WHAT THE TASK REQUIRES ::
Reproduce every line of the items below, requests included, shifting each x and y coordinate in the answers by -59 and leaving all other numbers unchanged. Leave the pictures out.

INFORMATION SHOWN start

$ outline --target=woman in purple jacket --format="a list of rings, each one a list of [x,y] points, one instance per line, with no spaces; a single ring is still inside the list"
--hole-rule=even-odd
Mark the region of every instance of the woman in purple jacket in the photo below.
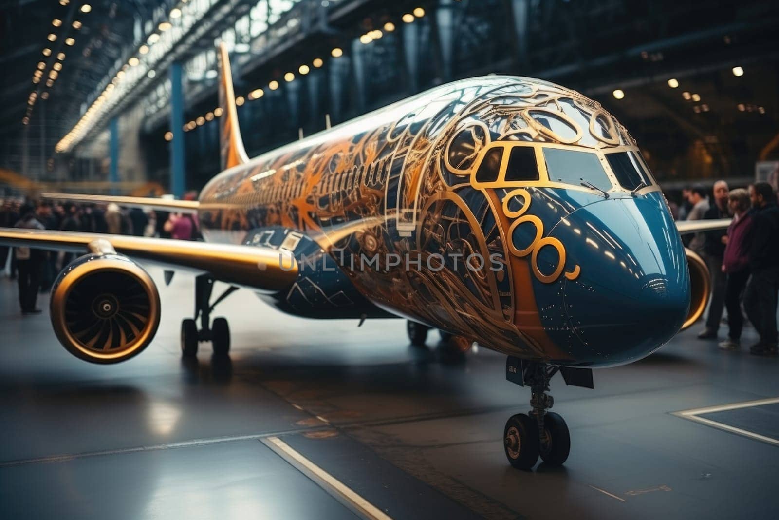
[[[725,306],[728,309],[728,339],[720,343],[720,348],[735,350],[741,346],[741,331],[744,327],[744,316],[741,311],[741,298],[749,278],[749,232],[752,214],[749,210],[749,193],[746,189],[734,189],[728,197],[728,207],[733,214],[733,221],[728,228],[728,235],[722,237],[725,253],[722,271],[728,275],[725,285]]]

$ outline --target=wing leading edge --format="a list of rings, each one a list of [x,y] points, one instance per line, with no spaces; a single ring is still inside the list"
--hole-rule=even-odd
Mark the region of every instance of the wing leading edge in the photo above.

INFORMATION SHOWN end

WRITTEN SOLUTION ::
$ outline --target=woman in purple jacket --format="a list of rings, each one a list of [x,y] points, one instance per line, with no spaces; a single ring is still inside the list"
--hole-rule=even-odd
Mark the region of every instance of the woman in purple jacket in the photo below.
[[[666,247],[669,250],[669,280],[661,284],[661,289],[676,291],[682,287],[682,272],[685,268],[685,257],[682,252],[682,239],[690,219],[690,173],[693,155],[690,151],[690,134],[687,130],[675,130],[669,138],[669,148],[674,155],[674,162],[669,169],[669,176],[663,178],[666,194],[663,212],[669,216],[666,226]]]

$ outline --target=wing leading edge --format="a list of rings, each one a list of [x,y] points, one instance per line, with no spaces; a single ring is still inside the list"
--hole-rule=even-odd
Mark the region of every instance of the wing leading edge in the photo above.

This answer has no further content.